### AIM OF THE EXERCISE
Reproduce the passage from the essay on making technology less intimidating, starting with "Making Technology Less" and going on through "means you’re brave.".

### TEXT SHOWN
Making Technology Less Intimidating
Lessons From a Life on the Move
By Reinhard Hermes
Technology can feel overwhelming, especially when you didn’t grow up with it. Many seniors think they’re “behind” simply because the world changed faster than anyone expected. But learning something new later in life doesn’t mean you’re slow — it means you’re brave.
My life has been shaped by constant change: immigration, military service, education, cross-country moves, multiple careers, and the many people I met along the way. Those experiences taught me something important:
Change only feels threatening until you start walking toward it. Technology is no different. Here’s what a lifetime of change has taught me about learning new tools without fear.
1. Life Teaches Adaptation Whether We Ask for It or Not
I didn’t choose every challenge in my life — some arrived without warning. But every change demanded something from me:
- Flexibility
- Courage
- The ability to start again
- The patience to fail forward
- The willingness to let go of pride
Technology is simply another chapter in this same story of adaptation. It’s neither good nor bad — it’s a tool, and tools can be learned. Life has a way of pushing us into new chapters, often before we feel ready. My memoir reflects a lifetime of reinvention: from immigrating from Germany to the United States; serving in the U.S. Army during the Viet Nam war; navigating careers in medicine, psychology, financial planning, writing and copyediting. Each chapter required courage, curiosity, and a commitment to learn something new and unfamiliar.

Data drawn from a collection
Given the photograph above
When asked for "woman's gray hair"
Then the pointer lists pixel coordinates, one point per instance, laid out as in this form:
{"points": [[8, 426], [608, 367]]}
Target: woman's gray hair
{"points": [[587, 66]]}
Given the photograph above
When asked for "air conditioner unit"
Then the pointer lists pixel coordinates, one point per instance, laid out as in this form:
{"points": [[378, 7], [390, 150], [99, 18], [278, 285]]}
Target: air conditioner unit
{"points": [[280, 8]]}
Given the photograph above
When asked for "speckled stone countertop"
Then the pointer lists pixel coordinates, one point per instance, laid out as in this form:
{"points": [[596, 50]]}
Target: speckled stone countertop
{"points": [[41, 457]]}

### TASK OUTPUT
Making Technology Less Intimidating
Lessons From a Life on the Move
By Reinhard Hermes
Technology can feel overwhelming, especially when you didn’t grow up with it. Many seniors think they’re “behind” simply because the world changed faster than anyone expected. But learning something new later in life doesn’t mean you’re slow — it means you’re brave.